** BEGIN Data listing **
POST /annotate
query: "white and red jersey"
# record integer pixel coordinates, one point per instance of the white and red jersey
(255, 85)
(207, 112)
** END Data listing **
Request> Repeat these rows line for line without changing anything.

Solution to this task>
POST /annotate
query: "white and red jersey"
# record integer pixel coordinates, one point per instance of the white and red jersey
(255, 85)
(207, 112)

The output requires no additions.